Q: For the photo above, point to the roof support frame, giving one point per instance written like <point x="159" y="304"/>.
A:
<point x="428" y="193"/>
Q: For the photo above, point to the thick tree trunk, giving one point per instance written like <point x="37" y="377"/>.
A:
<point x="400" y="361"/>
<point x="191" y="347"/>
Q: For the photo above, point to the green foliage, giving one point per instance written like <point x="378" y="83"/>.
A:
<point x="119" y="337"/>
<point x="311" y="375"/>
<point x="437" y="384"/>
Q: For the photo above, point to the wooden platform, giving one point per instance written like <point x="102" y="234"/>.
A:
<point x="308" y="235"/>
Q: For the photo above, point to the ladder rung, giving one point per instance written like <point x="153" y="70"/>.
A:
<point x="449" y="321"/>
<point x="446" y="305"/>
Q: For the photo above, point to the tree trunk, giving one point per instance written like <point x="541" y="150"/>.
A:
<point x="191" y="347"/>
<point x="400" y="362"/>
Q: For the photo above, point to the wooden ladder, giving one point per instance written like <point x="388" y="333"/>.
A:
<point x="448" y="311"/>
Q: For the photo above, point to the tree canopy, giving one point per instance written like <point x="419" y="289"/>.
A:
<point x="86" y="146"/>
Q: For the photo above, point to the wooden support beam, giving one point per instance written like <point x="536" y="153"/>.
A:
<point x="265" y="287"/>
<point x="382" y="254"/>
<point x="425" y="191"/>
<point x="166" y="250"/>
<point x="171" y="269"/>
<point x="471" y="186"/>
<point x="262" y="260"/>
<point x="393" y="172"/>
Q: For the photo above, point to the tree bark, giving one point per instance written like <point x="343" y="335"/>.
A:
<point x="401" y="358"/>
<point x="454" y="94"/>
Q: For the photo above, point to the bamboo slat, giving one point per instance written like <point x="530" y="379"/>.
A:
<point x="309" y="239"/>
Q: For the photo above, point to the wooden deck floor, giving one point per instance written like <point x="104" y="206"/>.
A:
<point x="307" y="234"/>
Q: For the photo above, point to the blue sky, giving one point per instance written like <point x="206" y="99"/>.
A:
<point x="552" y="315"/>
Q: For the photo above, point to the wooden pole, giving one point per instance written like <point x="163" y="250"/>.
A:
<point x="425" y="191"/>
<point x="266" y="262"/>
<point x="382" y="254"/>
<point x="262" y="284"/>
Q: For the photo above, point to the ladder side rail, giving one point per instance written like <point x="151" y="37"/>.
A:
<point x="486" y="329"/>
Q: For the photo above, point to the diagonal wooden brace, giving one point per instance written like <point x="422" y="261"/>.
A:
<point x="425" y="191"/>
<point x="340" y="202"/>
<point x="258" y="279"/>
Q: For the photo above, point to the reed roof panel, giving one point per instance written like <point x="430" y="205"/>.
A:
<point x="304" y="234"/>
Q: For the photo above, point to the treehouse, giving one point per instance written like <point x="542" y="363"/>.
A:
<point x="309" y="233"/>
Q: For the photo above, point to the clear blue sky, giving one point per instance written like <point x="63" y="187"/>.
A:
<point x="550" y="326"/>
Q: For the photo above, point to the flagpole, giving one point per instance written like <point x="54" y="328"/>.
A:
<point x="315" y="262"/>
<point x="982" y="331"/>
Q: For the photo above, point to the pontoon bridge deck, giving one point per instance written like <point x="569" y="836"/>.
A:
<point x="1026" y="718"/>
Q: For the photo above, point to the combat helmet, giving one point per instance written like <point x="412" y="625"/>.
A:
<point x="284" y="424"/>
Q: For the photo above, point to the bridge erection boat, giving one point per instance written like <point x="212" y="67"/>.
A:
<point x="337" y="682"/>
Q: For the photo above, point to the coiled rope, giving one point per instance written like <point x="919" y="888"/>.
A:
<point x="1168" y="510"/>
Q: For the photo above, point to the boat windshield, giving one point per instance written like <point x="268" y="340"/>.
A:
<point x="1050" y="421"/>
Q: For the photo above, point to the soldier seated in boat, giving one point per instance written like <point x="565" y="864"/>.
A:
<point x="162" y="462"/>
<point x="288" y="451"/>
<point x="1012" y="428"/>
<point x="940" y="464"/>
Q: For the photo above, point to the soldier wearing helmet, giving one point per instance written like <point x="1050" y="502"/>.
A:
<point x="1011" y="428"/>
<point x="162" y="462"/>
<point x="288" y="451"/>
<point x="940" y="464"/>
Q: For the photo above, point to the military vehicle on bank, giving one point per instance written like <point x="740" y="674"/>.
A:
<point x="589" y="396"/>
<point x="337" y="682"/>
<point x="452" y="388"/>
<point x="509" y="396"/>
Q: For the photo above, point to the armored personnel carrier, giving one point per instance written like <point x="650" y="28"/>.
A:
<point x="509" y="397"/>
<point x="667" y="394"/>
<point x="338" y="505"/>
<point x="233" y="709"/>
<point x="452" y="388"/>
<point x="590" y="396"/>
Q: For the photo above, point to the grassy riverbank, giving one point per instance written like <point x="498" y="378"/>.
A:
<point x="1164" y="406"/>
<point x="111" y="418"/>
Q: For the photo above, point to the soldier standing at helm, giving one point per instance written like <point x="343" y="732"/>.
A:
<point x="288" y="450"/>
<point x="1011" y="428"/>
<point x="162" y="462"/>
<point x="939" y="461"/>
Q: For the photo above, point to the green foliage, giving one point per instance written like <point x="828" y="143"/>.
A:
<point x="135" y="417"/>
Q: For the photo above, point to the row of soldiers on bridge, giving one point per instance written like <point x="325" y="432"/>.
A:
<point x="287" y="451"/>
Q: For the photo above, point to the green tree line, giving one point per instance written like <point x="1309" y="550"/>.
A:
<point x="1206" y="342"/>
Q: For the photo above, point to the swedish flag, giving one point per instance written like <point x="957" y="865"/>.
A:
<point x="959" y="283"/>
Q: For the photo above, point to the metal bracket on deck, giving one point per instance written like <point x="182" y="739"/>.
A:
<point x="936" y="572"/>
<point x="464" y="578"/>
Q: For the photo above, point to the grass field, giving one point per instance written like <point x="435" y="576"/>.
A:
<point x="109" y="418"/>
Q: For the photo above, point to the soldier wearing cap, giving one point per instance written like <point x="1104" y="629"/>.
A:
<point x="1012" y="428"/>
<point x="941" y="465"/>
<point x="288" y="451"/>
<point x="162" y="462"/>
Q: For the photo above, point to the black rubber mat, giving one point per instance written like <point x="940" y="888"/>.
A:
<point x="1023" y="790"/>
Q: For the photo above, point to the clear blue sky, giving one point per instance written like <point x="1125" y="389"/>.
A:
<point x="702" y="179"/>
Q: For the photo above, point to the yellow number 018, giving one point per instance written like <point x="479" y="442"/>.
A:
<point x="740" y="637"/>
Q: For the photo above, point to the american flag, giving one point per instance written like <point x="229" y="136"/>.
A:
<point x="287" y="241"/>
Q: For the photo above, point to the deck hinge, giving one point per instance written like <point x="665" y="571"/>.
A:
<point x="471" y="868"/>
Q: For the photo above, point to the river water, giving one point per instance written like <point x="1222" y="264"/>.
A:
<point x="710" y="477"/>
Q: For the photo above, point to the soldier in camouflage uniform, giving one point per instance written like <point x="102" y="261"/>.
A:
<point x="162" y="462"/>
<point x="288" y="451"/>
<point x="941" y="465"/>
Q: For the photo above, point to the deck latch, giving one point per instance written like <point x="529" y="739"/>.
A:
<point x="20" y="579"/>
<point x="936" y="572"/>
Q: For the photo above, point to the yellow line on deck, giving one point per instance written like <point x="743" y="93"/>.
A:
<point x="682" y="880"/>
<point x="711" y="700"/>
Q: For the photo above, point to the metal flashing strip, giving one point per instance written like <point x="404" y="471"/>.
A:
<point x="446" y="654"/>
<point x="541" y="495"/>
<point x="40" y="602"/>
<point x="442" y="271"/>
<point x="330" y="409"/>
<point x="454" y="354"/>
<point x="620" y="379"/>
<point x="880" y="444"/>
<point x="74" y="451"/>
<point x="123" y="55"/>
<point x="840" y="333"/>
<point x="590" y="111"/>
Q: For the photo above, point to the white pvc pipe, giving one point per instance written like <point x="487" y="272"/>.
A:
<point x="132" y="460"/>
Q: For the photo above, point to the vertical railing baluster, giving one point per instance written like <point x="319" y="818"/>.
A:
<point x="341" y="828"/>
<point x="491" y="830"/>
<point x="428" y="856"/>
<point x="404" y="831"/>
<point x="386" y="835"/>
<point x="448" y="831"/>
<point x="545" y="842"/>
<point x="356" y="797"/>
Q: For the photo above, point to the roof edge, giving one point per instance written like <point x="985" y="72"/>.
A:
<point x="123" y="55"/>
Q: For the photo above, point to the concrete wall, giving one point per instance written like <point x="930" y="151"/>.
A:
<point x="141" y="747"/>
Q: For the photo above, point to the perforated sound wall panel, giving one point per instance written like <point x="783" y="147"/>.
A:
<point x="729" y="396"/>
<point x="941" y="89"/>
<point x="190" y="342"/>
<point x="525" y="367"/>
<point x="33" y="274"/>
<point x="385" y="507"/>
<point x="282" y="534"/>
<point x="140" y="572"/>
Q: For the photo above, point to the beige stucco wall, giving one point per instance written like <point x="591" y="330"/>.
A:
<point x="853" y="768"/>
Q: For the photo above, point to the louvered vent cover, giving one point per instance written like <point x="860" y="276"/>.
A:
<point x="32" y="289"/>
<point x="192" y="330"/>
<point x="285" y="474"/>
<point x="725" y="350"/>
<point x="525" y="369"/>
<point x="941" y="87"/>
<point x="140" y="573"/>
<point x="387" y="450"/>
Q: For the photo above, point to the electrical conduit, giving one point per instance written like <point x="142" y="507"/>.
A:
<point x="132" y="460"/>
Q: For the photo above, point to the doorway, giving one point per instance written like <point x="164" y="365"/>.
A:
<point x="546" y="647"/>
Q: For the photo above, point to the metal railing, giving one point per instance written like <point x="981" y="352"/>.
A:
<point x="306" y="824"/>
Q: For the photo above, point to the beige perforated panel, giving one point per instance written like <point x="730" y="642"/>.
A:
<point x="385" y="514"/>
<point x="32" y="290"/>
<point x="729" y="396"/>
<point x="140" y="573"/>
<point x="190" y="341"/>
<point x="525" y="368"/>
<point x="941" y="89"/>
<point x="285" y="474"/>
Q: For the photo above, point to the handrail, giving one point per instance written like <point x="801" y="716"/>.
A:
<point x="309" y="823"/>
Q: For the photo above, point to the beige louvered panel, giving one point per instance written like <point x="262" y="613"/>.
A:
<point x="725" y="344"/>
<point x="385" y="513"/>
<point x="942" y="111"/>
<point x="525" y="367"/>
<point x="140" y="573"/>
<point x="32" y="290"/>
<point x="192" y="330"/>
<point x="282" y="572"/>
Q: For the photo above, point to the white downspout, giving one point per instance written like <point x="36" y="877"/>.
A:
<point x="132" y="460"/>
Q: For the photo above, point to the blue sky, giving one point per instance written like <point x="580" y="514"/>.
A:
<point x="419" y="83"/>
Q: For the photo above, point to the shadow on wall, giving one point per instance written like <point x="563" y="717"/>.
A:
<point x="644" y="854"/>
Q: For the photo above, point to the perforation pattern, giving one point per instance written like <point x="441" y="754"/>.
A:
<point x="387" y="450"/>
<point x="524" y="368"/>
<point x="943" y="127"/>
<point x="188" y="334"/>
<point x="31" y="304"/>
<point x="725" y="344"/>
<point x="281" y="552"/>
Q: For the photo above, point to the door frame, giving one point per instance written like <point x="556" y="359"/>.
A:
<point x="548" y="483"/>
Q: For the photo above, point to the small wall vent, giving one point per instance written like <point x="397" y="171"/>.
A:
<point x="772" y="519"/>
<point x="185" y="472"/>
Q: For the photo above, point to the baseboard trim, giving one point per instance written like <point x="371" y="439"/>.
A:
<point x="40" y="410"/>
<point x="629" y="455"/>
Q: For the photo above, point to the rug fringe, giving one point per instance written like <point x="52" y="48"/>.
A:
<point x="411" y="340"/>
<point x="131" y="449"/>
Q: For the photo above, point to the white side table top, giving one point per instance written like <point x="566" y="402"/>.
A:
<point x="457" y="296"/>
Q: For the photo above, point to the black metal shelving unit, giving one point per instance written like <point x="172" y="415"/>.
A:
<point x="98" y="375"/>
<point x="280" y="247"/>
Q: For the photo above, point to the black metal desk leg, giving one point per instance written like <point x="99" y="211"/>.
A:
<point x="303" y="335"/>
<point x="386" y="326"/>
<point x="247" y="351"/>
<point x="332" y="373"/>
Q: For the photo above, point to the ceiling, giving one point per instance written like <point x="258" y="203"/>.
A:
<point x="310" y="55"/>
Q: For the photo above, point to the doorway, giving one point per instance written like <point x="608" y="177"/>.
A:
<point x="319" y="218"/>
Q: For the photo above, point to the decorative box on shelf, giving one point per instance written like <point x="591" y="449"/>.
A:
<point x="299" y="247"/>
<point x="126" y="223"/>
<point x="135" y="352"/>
____________________
WHAT TO WORK ON: Rewrite the entries starting at the line that contains "Q: For the photo above, point to the black metal desk" and ending at the last entry, swapping "doorway" for "entrance" and keeping everything else the same.

PROBLEM SOLUTION:
Q: For the photo above, point to the black metal desk leg, giving one point per instance written like <point x="99" y="211"/>.
A:
<point x="303" y="335"/>
<point x="386" y="326"/>
<point x="247" y="351"/>
<point x="332" y="373"/>
Q: For the photo above, point to the ceiling, giving one point per instance written like <point x="258" y="203"/>.
A:
<point x="310" y="55"/>
Q: For the photo above, point to the entrance, giving one point per instance written like <point x="608" y="177"/>.
A:
<point x="319" y="218"/>
Q: For the photo above, point to the decorative box on shelf, giving one point per instance written like <point x="591" y="449"/>.
A:
<point x="299" y="247"/>
<point x="126" y="223"/>
<point x="135" y="352"/>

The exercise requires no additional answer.